> _Goal_: Rewrite everything from the line containing "# test: point to the soft" down to the line containing "239], [523, 426]]", substituting "Label" for every "Target" and leaving all else unchanged.

> _Entries provided_:
-=-=-=-=-

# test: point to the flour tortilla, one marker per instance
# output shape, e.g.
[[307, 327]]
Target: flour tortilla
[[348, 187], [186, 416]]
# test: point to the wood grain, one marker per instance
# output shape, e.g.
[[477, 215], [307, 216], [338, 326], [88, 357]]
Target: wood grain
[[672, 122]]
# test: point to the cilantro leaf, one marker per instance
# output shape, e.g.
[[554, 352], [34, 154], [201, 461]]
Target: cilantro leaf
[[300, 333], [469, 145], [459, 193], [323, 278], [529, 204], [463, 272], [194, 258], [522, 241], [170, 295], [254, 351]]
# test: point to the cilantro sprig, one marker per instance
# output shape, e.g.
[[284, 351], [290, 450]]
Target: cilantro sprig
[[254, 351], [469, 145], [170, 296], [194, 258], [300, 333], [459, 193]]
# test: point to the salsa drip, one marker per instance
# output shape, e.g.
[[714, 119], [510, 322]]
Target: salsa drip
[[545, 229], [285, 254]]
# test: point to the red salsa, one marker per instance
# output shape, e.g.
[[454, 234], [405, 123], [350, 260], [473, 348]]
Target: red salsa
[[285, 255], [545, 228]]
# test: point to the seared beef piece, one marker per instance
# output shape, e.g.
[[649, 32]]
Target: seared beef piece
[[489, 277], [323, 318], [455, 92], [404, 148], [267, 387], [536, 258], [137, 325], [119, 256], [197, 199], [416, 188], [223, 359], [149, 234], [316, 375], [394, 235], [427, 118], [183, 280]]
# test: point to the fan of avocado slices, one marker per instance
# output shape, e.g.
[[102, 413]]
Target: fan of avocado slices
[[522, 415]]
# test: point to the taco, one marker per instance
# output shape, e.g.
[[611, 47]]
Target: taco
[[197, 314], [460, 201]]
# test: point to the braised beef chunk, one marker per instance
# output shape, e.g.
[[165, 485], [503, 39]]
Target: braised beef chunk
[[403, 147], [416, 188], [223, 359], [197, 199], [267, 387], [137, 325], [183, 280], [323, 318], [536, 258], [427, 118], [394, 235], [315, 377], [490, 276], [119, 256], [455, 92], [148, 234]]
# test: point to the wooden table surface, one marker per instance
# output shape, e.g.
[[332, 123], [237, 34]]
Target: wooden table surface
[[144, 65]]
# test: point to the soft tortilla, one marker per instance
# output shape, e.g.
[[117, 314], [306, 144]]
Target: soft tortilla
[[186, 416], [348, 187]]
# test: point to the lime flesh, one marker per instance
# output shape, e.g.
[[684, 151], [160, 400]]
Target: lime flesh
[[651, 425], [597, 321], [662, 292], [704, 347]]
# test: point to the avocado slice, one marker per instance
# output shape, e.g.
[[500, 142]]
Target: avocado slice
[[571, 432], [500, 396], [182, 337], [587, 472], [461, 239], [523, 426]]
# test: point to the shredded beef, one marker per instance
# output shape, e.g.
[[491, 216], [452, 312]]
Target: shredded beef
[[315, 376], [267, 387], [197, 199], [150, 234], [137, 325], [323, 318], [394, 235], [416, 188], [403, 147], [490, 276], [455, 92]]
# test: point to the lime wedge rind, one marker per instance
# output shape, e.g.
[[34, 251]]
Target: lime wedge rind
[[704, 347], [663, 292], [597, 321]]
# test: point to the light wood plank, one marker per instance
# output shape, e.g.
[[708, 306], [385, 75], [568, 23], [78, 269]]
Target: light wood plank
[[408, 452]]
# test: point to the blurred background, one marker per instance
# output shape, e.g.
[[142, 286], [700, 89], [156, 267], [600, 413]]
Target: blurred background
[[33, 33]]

-=-=-=-=-

> _Answer to this problem_:
# test: point to the soft tortilla, one marker per instance
# output shape, e.g.
[[117, 314], [306, 144]]
Label: soft tortilla
[[186, 416], [348, 187]]
# test: point to the lime flesh, one marker per instance
# output shape, e.g.
[[684, 151], [160, 400]]
Label: lime flesh
[[651, 425], [597, 321], [662, 292], [704, 347]]
# test: point to the avocado slice, one marker per instance
# output shape, e.g.
[[500, 142]]
Label: avocado slice
[[571, 432], [500, 396], [182, 337], [587, 472], [461, 239], [523, 426]]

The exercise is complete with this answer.